Actions to take
- A) Write out the part of the submarine review starting at "123 of 124 people" and ending at "following these orders.".
- B) Decide whether each statement agrees with the submarine review: (i) on his first mission, the U-230 got stuck on the ocean floor; (ii) the crew spent 12 hours jettisoning water and weight out the torpedo tubes; (iii) the new radar that submarines employed in 1942 acted like a homing beacon for allied aircraft. Answer yes or no for each and quote the words of the review that settle it.

123 of 124 people found the following review helpful
on January 25, 2006
First off, it should be noted that Capt. Werner beat the odds. He survived to tell his tale. 80% of his fellow submariners would perish under the waves as in the later years of the war each mission was essentially a suicide mission. One of these "ramming" suicide missions was even ordered of his boat in the weeks after D-Day, and incredibly, some of his fellow sailors on other submarines would die following these orders.
Werner's odyssey began when, on his first mission, the U-230 got stuck on the ocean floor and the crew spent 16 hours jettisoning water and weight out the torpedo tubes, and then ran from one end to the other to rock the boat free. So started his career. The number of close calls he and his ship would encounter over the course of the war, and survive, is equivalent to winning a lottery. Werner and crew had lady luck on their side at times, but many other escapes were a direct result of his competence and the crews bravery. It is a fascinating tale. The new radar that submarines employed in 1942 was later discovered to be acting like a homing beacon for allied aircraft, leading to the deaths of many crews from giving away their position before this error was discovered and fixed. By 1943 the Allies had prefected their hunt and destroy tactics so that many of these subs were unable to escape when their positions were verified. Many, many last reports from Werners classmates and fellow submariners were received onboard the U-230 before they went down with the loss of all hands. These haunting messages were continually relayed to Werner and his sub and somehow this man was able to keep from being part of the majority of brave sailors who died an anonymous death in the deep waters of the Atlantic ocean.

Dataset section
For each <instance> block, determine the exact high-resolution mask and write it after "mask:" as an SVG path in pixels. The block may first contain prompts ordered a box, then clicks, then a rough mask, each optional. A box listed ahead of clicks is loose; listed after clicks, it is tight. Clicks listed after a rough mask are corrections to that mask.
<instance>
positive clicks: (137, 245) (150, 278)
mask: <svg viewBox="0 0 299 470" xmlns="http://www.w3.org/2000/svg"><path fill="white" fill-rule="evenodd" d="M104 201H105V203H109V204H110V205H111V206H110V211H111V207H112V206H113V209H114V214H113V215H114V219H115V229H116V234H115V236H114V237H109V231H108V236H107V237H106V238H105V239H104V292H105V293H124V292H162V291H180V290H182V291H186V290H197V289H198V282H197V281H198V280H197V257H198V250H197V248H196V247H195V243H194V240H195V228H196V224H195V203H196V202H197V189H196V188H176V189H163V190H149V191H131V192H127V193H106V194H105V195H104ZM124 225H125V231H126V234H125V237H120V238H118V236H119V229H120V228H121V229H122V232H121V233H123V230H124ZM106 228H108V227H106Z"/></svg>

Your written answers
- A)
123 of 124 people found the following review helpful
on January 25, 2006
First off, it should be noted that Capt. Werner beat the odds. He survived to tell his tale. 80% of his fellow submariners would perish under the waves as in the later years of the war each mission was essentially a suicide mission. One of these "ramming" suicide missions was even ordered of his boat in the weeks after D-Day, and incredibly, some of his fellow sailors on other submarines would die following these orders.

- B)
(i) Yes: "on his first mission, the U-230 got stuck on the ocean floor"
(ii) No: "the crew spent 16 hours jettisoning water and weight out the torpedo tubes"
(iii) Yes: "The new radar that submarines employed in 1942 was later discovered to be acting like a homing beacon for allied aircraft"